Retype the data below line for line, changing nothing.
***** DATASET EXCERPTS *****
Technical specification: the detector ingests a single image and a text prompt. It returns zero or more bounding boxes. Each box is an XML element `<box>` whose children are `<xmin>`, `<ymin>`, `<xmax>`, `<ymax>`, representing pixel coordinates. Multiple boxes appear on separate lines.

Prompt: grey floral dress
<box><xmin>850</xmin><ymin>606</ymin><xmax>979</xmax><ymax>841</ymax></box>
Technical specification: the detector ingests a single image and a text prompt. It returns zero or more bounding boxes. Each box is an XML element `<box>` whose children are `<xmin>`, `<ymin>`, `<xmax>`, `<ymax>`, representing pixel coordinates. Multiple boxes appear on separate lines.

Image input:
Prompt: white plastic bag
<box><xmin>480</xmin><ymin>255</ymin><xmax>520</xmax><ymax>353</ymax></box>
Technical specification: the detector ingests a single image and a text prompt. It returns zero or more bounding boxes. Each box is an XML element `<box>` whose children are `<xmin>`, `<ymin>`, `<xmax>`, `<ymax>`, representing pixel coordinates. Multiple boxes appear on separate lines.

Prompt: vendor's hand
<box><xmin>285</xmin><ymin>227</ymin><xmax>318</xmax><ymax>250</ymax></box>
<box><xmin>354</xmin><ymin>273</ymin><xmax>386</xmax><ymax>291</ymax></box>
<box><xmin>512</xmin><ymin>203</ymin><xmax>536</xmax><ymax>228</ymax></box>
*****
*ANSWER FOR THE TASK:*
Technical specification: the detector ingests a single image and a text prompt. It returns zero or more bounding boxes. Each box is an XML element `<box>` whose children are `<xmin>`, `<ymin>`, `<xmax>`, `<ymax>`, representing pixel coordinates. Multiple boxes appear on separate lines.

Prompt: grey floral dress
<box><xmin>850</xmin><ymin>606</ymin><xmax>979</xmax><ymax>841</ymax></box>
Technical specification: the detector ingests a single image and a text prompt. It returns zero or more bounding boxes. Each box is an XML element `<box>` whose children are `<xmin>`, `<ymin>`, `<xmax>`, `<ymax>`, representing pixel coordinates. Multiple boxes appear on separate lines.

Image input:
Prompt: white plastic bag
<box><xmin>480</xmin><ymin>255</ymin><xmax>520</xmax><ymax>353</ymax></box>
Technical specification: the detector ingests a single image and a text prompt. It returns zero or more bounding boxes. Each box is an XML element `<box>` whose children are `<xmin>`, `<ymin>`, `<xmax>`, `<ymax>`, representing pixel coordinates. Multiple boxes appear on separate lines.

Prompt: vendor's hand
<box><xmin>285</xmin><ymin>227</ymin><xmax>318</xmax><ymax>250</ymax></box>
<box><xmin>354</xmin><ymin>273</ymin><xmax>386</xmax><ymax>291</ymax></box>
<box><xmin>512</xmin><ymin>203</ymin><xmax>536</xmax><ymax>228</ymax></box>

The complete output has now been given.